● **Page excerpt**
<<<<

I'm trying to design a card counting system for my MUD's blackjack game. The game uses an 8 deck shoe (so 8 decks are shuffled together).

To begin calculating the odds, I need to know all possible combinations of cards to get any sum from 1 to 20. These combinations allow for repetitions and must account for all possible orderings of the cards. Further, the highest number that can be used is 11 (an ace),

So for 4 we have:

4, 3 + 1, 2 + 2, 1 + 3, 2 + 1 + 1, 1 + 2 + 1, 1 + 1 + 2, 1 + 1 + 1 + 1

I've been trying to write a subroutine that outputs all these combinations, but the one I've written isn't parsimonious enough. When you get into higher numbers (around 15) it takes forever (like hours). I'm wondering if anyone has any ideas on a subroutine that would be able to do this without overwhelming the processor. If anyone wishes, I could post my subroutine which kind of works like an odometer. But as I said, it doesn't work well.

>>>>

● **What is being asked**
List every combination for a sum of 4 that the blackjack post gives. The rows after this are not needed for the work here.

Location identification items
<<<<

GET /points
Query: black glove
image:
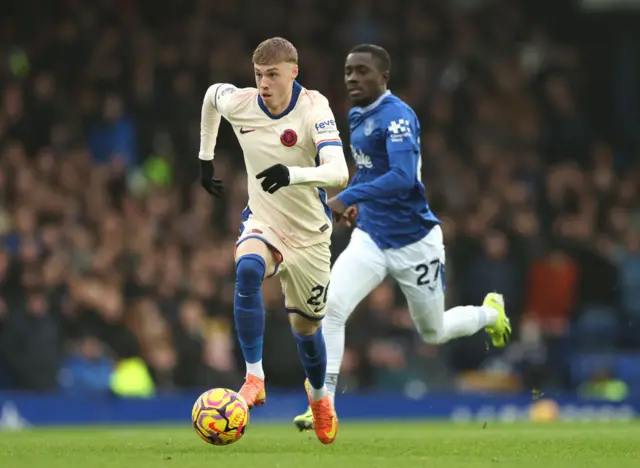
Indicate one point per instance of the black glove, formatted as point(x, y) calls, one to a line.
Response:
point(212, 185)
point(275, 177)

>>>>

● **Complete response**
4
3 + 1
2 + 2
1 + 3
2 + 1 + 1
1 + 2 + 1
1 + 1 + 2
1 + 1 + 1 + 1